━━━ Texte à analyser

Le sport attire et fait vibrer ; la culture, elle, séduit et se fixe dans la mémoire.
Dans tous ces cas, le sport a fait l'événement, mais la culture lui a donné de la splendeur. En 2030, le Maroc, demi-finaliste de la dernière Coupe du monde au Qatar doit viser plus haut, avec tout le respect que nous avons pour nos deux autres nations amies et partenaires, l’Espagne et le Portugal, chaque nation évoluera avec la victoire finale pour but suprême.
Tel est aussi le challenge interne qui s’exprime derrière l’idée de la glorieuse incertitude du sport. L’horizon sportif est donc clair. Il reste toutefois l’autre versant du défi et qui exalte nos trésors culturels. En 2030, le Maroc doit aussi jouer (dans et hors les stades), la cartes de ses cultures.
On pourrait donc imaginer une conception typiquement marocaine dont les missions seraient :
- Valorisation de la diversité linguistique et calligraphique (tifinagh, arabe, amazigh,).
- Mise en avant des cultures orales avec un projet comme « La route des conteurs ».
- Fans zones et caravanes culturelles reliant villes, campagnes et quartiers populaires.
- Création d’un grand Festival des cultures du Maroc et d’Afrique.
Ces initiatives donneraient au Mondial une dimension citoyenne et artistique, avec concerts, spectacles vivants, concours scolaires et universitaires.

━━━━━━
━━━ Données de départ

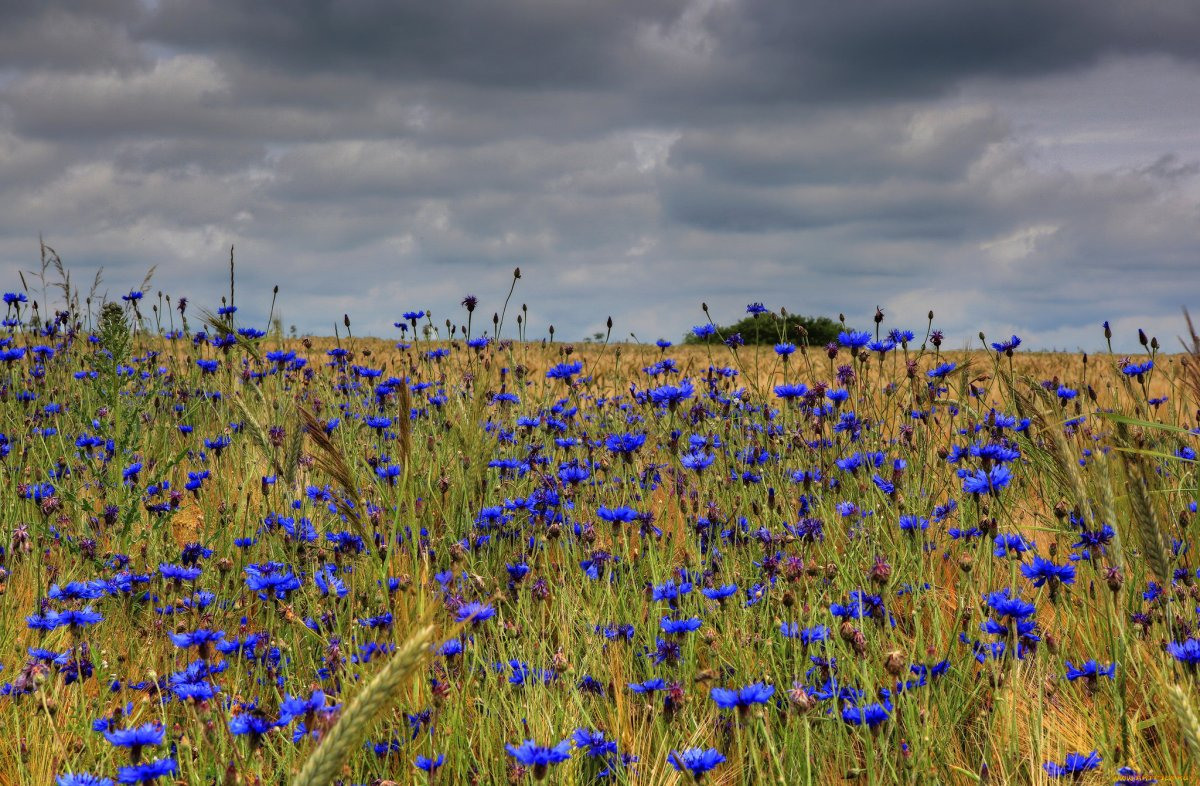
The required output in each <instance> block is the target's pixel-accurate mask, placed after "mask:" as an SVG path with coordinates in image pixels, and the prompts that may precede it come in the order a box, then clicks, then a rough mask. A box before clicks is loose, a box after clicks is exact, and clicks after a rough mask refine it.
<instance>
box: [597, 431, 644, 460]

━━━━━━

Objectif du travail |
Poursuivez le texte sur le Mondial 2030 et la place de la culture au Maroc en reprenant juste après sa dernière phrase.

Voici la réponse |
La montée en puissance d’un festival des cultures
Ce festival des cultures serait porteur d’une grande respiration citoyenne et créative. Elle mettrait en scène toutes les facettes de notre génie culturel aux mille et une séduisante formes : des nuits inspirantes célébreront le patrimoine dans les médinas, sur les remparts et dans les sites de haute mémoire de Tanger aux confins de Dakhla, dans les gares et aéroports, les musées, les institutions culturelles, dans des festivals de musique andalouse, sacrée, amazighe et melhoun.
Des spectacles vivants retraceront aussi nos grandes épopées historiques comme le voyage de Ibn Battuta à Tombouctou avant son périple en Asie. A cela s'ajouteraient des projets citoyens, scolaires et universitaires pour impliquer la jeunesse à travers des concours d’écriture, d’éloquence, de récitations, d’improvisation théâtrale, de rédactions de chroniques sportives et culturelles.
Une impressionnante célébration culturelle, parallèle à l'ouverture sportive en 2030, aura pour objet de montrer au monde l'arc-en-ciel des cultures marocaines.
L'investissement financier sera modeste comparé aux coûts exorbitants des infrastructures sportives, mais son impact émotionnel éducatif sera immense.
Un rappel : 2030, c’est déjà demain !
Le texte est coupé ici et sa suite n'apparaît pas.